Teks yang Ditampilkan ->
........
Selasa 03 May 2016 14:00 WIB

Unifah Rosyidi, Pelaksana Tugas Ketua Umum PB PGRI: Belum Semua Dapat Akses Pendidikan

Red:

Apa saja yang seharusnya menjadi perhatian lebih bagi pemerintah seusai peringatan Hari Pendidikan Nasional 2016?

Alhamdulillah, kita mengadakan Hardiknas semarak, tetapi ada hal-hal penting yang harus jadi catatan. Pertama, walaupun kita sudah mengatakan ada akses pendidikan, tetapi belum semua anak Indonesia memperolehnya. Apalagi, akses pendidikan yang bermutu.

Kalau di internasional itu, wajib belajar sembilan tahun pada pendidikan yang bermutu. Ini lain kan artinya? Jadi, Indonesia masih harus memperhatikan akses pendidikan, terutama bagi anak-anak migran, pekerja di perkebunan, dan orang terpinggirkan.

Mengapa akses itu penting?

Secara keseluruhan, akses pendidikan yang bermutu, apalagi kita sedang menghadapi tantangan. Di kawasan, ada Masyarakat Ekonomi ASEAN dan segala macam. Jadi, tenaga kerja kita kan masih seputaran lulusan SD. Sebetulnya, ini kurang bagus.
........
Isi Data ->
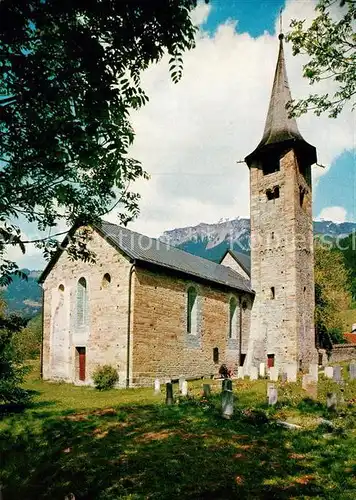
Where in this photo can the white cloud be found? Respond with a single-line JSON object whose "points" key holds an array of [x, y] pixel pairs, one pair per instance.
{"points": [[190, 135], [335, 214], [200, 14]]}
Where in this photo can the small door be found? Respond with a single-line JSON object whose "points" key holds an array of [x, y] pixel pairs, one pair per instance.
{"points": [[270, 360], [81, 356]]}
........
Tujuan Tugas ->
(a) Jawab pertanyaan berikut berdasarkan wawancara tentang akses pendidikan:
(i) Apa jabatan Unifah Rosyidi?
(ii) Anak-anak dari kelompok mana saja yang akses pendidikannya masih harus diperhatikan Indonesia?
(iii) Tenaga kerja Indonesia masih seputaran lulusan jenjang apa?
(b) Lanjutkan wawancara tentang akses pendidikan mulai dari kalimat terakhirnya.
Daftar tersebut tidak ada hubungannya dengan wawancara tentang akses pendidikan.

Hasil Jawaban ->
(a)
(i) Pelaksana Tugas Ketua Umum PB PGRI.
(ii) Anak-anak migran, anak-anak pekerja di perkebunan, dan anak-anak orang terpinggirkan.
(iii) SD.

(b)
Kemudian, pendidikan jangan mahal. Karena, kalau mahal, nanti akan terjadi, hanya orang-orang yang punya kemampuan yang bisa mengakses pendidikan. Soal kualitas, ini masalah karena di berbagai kesempatan kita masih kalah dengan yang lain.

Apakah itu karena gurunya jelek? Ya, karena sistemnya. Maksudnya, ada soal kurikulum, pembinaan, dan pengembangan profesi. Jadi, tata kelola guru yang njelimet. Kekurangan guru SD, itu kan besar sekali. Ya, kalau dalam catatan kementerian sendiri sampai 2015 itu, 500 ribu.

Tapi, jangan selalu dibilang penataan. Karena tidak cocok, guru SMA kok mau dipindahkan ke SD? Nanti kaitannya ke mutu juga. Itu harus jadi perhatian. Belum lagi penataan kurikulum. Negara kita itu masih berkutat di seputaran itu.

Soal pusat-daerah, mengapa kualitas pendidikan masih belum merata?

Jadi, dari dulu pembangunan kita itu sudah timpang. Orang tersedot ke Jawa semua. Sekarang, harus ada upaya-upaya memberikan kewenangan sekaligus kontrol. Kewenangan diberikan, tapi kontrol harus dijalankan.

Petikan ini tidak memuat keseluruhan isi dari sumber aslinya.